The Long-tailed Grassfinch
(Poephila acuticauda)


Australia is perhaps one of the most graced countries where members of the Estrildid family are concerned, especially in regards the Grassfinches which are particularly well represented.

The grassy savannahs of northern Australia are home to most of these finches and it is here that we find the Longtail finch, fortunately still in reasonably large numbers.

With much in current literature concerning the plight of their "cousins" the Gouldian finch, Erythrura gouldiae, we can officially report that the Longtail still abounds in the Kimberley region in decent numbers.
A visit to the AWC's Mornington Wildlife Sanctuary will let you observe these guys in their native state as they flit from one batch of Sorghum grass to another, mind you that's just on the walk from the shower block to grab a morning cup of coffee so imagine how many you'd actually see in the bush!!
Ok, ok just blame the person who took me to such a finch lover's paradise if you must!


Not wishing to rehash 1000 things already written I'll leave the description of these guys to others and the photographs accompanying this text!
This species is often referred to as the Black Heart due to the beautiful black bib and as a lad when wild-caught finches were regularly available I never heard them referred to as anything else but Black-hearts!

Suffice it to say that there are two "types" of Longtails in our aviaries - the Yellow-billed longtail, P.acuticauda, or Black-heart and the Red-billed, P.a. hecki, or Heck's longtail.
There also exists a number of 'intermediates' which tend to have a more orange coloured beak and these are usually the result of a 'mixed marriage' between the two pure beak colours. From my experience the red beak tends to disappear when the two colours are mixed and after only a few generations at that. As they are the 'same' species birds with orange beaks are not 'hybrids' in reality as such and, if crossed back to a pure beaked bird of either colour you can easily reproduce a 'pure' species. Needless to say all are fully fertile!!
In my own state Heck's were very rare and expensive back "in the day" so this may explain why the bills tended to revert back to the yellow form when crossed as they were usually paired with a Yellow-billed form if a mate died..
When selecting your Heck's Longtails I suggest you go for the progeny of birds with deep red beaks and those with a purple tinge to their head colours.
Why not a deep red-billed bird? That would be because adult birds displaying such a bright beak usually have a few years on them and I feel it's always better to try for youngsters whenever possible.


Pair Yellow-billed Longtails - Cock Right. Hecks Longtails


The Longtail has two close relatives in the Mask finch, P.personata and the Parson or Black-throat finch, P.cincta.
☆ ☆ ☆ ☆ ☆
Please pick up the Long-tailed Grassfinch article after its last sentence and carry it forward. The items that come next aren't needed.
☆ ☆ ☆ ☆ ☆
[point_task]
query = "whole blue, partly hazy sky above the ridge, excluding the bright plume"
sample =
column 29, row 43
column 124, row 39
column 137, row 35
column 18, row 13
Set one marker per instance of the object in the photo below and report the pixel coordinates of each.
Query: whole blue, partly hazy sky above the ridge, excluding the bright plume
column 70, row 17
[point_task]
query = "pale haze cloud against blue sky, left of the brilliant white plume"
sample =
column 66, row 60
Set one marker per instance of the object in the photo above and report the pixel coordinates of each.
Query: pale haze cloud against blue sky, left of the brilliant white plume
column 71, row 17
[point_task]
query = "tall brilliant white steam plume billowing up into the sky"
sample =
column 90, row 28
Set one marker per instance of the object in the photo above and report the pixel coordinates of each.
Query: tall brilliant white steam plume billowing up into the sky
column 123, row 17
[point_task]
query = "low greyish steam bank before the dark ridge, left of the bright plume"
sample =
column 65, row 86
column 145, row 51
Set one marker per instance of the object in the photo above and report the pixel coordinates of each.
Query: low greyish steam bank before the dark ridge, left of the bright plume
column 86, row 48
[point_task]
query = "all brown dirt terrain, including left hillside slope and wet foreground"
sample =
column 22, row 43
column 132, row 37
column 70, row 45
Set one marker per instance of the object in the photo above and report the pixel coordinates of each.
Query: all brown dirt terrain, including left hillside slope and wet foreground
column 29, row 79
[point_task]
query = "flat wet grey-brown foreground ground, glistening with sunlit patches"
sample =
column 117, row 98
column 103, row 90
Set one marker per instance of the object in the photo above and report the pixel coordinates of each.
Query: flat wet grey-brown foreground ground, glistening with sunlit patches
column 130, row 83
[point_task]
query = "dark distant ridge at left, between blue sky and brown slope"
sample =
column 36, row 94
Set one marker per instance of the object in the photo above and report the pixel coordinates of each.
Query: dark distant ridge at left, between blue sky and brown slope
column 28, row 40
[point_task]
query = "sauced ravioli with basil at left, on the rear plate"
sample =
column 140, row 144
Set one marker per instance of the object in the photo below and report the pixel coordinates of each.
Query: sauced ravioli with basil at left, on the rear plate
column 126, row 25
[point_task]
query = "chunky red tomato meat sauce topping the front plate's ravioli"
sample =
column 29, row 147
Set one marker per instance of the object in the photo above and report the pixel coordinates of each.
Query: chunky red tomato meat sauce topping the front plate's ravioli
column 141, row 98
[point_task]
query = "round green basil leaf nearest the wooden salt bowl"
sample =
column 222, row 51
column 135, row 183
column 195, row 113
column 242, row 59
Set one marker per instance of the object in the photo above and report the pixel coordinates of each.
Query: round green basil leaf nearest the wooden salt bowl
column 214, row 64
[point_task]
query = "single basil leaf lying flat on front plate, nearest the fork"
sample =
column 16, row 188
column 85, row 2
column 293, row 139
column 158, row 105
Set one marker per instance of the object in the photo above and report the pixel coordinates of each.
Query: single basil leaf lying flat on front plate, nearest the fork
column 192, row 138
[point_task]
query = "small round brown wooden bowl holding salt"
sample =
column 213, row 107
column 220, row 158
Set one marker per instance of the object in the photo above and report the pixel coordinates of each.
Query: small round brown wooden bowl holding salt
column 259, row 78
☆ ☆ ☆ ☆ ☆
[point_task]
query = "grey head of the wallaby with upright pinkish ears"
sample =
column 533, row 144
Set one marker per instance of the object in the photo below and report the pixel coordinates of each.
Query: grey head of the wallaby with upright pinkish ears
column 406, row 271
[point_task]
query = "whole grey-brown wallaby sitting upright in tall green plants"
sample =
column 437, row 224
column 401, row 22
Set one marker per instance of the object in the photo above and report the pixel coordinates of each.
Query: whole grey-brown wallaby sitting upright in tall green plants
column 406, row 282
☆ ☆ ☆ ☆ ☆
> Response
In the aviary the Parson can be a nuisance to smaller and weaker species while the Mask appears to have none of the vices of its other close relatives.

The Longtail fits in between the two with some being troublesome in the aviary and for that reason you must limit their numbers or they may tend to take over your best nesting, feeding and perching sites!
If a colony is desired then they do well with other of the larger species and mine are perfectly happy with Diamond sparrows, Mexican (Yellow) siskins, Golden Song Sparrows and Red-faced parrotfinches. Or at least the others give the Longtails a run for their money in the 'grass pinching' and nest box stealing stakes!!
There is nothing better than watching a group of Longtails interacting with each other with their bobbing and "chuckling" as they sort out their pecking order. The nifty "tail-wagging" of a soliciting female is also rather a treat as the more anxious she gets the faster the tail tends to vibrate - irresistible to a male Longtail I'd imagine!
Others keep Longtails happily with Cutthroats, Stars, Blue-faced parrotfinches and some of the hardier Waxbills like Orange Breasts and African Fires (Ruddies).

I have always used the size and shape of the bib as an easy way of sexing this species although I find the Yellow-billed form slightly easier than the Heck's. The cock has the larger bib which extends out to the sides of the chest especially when he is squatting on the perch. The hen has the more pear-shaped bib which is usually smaller and narrower than the males.

If you get very lucky you may even get a male Longtail that "sings" but this is a rarity in captivity.

I have only ever had one such male and it was amazing watching him sitting in the sun singing for all he was worth. I have mentioned this to many breeders and most had never had a male that sang in such a manner.
Other breeders sex their birds by the leg patches stating that the hens were smaller than the males and a slightly different colouration - as I have never noticed this I nevertheless pass on this "hint"!
Other say that only the males have the two long tail feathers but I have seen many older hens that also posses these beautiful feathers.
When in breeding colouration the males head and body often appears to have a slightly brighter hue to it than the females.


Our Longtails are fed on a well constructed finch mix with a little added Plain canary for these finches. The other seeds included are Red & Yellow pannicum, French white, Siberian & Jap millet.
They are also fed daily a soaked/sprouted seed mix which is supplemented with a mineral/vitamin and softfood mix.
Being a grass finch they thrive on green grass seeds and they will consume large quantities of this when feeding youngsters. In fact, in my humble opinion, live food is not a prerequisite for breeding Longtails if you have plenty of green seeding grasses and Chickweed at hand.
Among our favourites are all three members of the Ehrharta family ( E.erecta or panic veldt-grass, E.calycina or perennial veldt-grass and E.longiflora or veldt oats.) any of the Rye grass species, Panicum hillmani, &  P. gilvum, Guinea grass and any of the Setaria family of tropical grasses.


Longtails in the aviary! Hecks in the aviary!!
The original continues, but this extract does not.